*Work to be completed*
Search the listing below for the word "jersey", and copy every line in which it turns up.
----
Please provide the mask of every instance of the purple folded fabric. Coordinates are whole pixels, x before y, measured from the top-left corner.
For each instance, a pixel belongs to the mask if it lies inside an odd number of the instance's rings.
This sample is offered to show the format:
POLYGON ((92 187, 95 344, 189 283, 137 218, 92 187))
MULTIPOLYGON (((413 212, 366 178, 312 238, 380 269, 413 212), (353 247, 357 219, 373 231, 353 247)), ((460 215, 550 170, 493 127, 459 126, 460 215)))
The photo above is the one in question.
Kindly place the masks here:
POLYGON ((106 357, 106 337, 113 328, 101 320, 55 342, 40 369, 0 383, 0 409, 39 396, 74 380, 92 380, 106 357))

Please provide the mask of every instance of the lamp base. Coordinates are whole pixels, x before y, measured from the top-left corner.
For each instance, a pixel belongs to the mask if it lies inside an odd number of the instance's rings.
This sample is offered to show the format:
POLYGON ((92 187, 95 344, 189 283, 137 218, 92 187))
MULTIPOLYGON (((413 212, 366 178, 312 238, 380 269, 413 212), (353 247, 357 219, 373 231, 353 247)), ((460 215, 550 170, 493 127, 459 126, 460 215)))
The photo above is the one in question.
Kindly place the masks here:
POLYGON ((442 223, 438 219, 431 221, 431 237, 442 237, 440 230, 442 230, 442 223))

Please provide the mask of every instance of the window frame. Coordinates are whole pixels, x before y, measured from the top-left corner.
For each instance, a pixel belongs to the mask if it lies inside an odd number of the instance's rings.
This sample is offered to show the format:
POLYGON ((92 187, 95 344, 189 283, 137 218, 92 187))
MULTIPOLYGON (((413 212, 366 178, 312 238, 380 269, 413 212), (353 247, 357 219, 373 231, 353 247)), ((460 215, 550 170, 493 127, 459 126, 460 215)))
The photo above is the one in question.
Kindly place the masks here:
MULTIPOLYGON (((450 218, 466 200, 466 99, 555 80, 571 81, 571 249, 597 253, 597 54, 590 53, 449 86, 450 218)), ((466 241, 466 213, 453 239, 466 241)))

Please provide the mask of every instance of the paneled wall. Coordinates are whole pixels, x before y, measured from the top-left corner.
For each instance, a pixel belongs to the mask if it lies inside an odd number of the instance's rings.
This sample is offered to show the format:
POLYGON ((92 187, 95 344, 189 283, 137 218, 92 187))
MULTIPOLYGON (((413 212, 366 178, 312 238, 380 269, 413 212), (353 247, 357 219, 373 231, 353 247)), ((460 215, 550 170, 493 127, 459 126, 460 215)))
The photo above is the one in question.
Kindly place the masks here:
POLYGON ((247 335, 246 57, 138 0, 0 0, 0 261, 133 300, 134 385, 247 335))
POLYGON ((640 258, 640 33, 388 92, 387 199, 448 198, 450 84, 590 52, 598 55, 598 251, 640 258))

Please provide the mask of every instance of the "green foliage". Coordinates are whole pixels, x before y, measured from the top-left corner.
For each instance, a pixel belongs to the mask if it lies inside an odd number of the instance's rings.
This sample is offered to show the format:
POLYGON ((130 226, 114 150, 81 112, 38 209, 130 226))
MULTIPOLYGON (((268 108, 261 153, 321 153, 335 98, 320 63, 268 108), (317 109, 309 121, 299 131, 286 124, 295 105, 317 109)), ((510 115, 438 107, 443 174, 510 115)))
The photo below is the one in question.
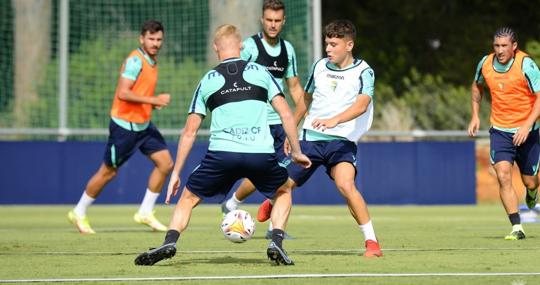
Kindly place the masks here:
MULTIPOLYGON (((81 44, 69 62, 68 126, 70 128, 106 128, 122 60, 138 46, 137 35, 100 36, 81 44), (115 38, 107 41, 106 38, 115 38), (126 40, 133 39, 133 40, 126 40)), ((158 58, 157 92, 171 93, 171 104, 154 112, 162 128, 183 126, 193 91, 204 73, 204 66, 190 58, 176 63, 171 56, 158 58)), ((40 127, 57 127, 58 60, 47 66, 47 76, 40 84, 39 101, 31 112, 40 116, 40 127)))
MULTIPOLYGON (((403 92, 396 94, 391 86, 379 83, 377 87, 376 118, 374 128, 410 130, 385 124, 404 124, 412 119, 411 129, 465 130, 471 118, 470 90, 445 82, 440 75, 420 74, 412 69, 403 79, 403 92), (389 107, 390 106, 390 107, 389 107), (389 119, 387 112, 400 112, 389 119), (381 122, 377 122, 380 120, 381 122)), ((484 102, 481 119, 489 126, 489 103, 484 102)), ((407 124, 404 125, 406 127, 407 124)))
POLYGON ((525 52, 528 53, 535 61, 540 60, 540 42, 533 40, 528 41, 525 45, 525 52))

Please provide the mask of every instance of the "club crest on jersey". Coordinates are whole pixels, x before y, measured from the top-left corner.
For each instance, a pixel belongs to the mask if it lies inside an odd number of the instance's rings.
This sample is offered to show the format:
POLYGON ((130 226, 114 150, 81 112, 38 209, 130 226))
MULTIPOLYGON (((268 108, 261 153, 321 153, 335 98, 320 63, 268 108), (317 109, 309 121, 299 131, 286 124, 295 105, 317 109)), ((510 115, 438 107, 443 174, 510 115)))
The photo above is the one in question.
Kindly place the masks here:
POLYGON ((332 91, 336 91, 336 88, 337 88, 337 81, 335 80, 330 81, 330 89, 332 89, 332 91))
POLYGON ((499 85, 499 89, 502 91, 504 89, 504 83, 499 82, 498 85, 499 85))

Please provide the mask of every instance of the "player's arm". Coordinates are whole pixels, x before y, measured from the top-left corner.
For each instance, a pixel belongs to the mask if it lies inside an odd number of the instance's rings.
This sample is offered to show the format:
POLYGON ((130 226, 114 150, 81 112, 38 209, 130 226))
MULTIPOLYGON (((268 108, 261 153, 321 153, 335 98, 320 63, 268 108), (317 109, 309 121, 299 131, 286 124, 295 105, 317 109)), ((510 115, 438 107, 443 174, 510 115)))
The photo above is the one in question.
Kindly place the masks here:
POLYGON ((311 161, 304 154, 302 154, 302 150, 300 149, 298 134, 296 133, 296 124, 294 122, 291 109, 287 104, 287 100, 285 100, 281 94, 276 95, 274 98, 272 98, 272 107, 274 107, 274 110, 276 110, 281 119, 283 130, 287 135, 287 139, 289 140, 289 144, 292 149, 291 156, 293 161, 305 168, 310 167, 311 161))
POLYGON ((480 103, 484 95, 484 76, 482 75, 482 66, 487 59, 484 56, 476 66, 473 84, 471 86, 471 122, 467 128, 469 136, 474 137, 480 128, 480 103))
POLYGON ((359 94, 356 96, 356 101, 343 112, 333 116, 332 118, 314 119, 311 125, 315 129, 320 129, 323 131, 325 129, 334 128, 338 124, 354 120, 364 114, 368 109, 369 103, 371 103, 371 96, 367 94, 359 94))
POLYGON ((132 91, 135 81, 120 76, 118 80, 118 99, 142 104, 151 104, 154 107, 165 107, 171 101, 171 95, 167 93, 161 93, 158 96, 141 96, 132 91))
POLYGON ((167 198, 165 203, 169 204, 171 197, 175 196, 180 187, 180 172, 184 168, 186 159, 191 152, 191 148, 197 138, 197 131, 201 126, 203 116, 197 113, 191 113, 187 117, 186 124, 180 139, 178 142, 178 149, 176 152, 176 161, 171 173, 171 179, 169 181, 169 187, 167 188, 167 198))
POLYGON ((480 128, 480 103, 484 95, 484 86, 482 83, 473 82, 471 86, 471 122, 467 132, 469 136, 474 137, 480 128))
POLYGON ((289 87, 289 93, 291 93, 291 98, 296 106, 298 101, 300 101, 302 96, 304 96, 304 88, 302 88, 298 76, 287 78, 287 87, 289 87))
----
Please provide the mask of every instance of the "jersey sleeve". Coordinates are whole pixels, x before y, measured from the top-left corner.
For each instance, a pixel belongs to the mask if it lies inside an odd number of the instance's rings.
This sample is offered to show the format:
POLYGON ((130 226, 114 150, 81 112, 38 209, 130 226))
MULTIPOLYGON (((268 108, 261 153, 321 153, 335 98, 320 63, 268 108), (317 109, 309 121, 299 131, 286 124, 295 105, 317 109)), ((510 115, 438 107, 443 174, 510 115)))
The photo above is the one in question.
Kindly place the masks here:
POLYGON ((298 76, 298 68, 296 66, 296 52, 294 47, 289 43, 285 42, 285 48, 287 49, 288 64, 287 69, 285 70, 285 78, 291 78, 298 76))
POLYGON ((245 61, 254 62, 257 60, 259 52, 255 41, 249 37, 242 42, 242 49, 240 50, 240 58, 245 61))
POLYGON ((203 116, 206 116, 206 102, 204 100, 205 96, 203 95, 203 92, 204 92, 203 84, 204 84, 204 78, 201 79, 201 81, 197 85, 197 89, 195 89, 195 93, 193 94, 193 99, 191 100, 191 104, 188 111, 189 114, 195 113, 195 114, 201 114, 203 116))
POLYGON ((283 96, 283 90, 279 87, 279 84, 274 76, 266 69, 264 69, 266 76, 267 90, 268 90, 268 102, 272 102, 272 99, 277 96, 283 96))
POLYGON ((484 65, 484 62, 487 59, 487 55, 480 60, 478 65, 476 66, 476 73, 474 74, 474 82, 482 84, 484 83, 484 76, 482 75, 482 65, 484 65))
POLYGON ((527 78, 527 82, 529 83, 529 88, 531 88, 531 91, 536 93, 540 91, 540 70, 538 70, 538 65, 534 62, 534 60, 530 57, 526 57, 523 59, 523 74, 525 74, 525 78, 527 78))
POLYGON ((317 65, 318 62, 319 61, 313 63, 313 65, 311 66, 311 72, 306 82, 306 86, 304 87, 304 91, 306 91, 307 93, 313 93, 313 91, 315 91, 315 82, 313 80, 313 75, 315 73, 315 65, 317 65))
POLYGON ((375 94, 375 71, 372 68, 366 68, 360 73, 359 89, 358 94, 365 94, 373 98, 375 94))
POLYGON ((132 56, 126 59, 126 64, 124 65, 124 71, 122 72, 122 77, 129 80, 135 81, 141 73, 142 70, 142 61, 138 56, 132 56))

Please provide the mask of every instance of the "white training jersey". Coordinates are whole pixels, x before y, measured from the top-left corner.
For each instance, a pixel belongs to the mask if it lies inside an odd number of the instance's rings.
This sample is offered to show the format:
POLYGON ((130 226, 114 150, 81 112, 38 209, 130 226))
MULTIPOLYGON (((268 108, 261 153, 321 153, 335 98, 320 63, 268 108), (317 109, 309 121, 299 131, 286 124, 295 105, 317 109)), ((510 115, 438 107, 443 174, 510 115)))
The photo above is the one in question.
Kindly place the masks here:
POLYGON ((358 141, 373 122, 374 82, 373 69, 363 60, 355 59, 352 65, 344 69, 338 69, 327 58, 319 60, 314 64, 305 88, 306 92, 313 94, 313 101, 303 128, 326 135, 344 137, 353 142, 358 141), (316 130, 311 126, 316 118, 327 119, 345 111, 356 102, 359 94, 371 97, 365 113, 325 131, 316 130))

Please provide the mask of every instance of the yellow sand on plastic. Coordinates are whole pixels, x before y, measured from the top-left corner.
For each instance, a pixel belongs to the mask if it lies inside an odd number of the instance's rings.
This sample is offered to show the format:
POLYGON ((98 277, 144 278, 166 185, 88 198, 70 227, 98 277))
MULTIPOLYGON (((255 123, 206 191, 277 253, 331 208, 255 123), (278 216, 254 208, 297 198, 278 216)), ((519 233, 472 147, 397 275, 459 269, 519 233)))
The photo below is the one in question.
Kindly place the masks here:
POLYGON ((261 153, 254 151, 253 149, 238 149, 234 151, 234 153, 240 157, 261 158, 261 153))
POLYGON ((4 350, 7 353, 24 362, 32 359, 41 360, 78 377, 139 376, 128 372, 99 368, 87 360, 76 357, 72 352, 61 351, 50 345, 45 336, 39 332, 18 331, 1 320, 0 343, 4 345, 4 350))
----
*Response area*
Please provide the mask of every instance of the "club crest on jersey". Coordinates are whole pixels, x before y, measured from the top-left corner.
Please provide the mask of every instance of the "jersey sleeve". Coordinates are whole pixels, x before y, measured from the top-left corner.
Please provide the mask of every instance of the "white training jersey". Coordinates are whole pixels, x before y, measured from the top-left corner.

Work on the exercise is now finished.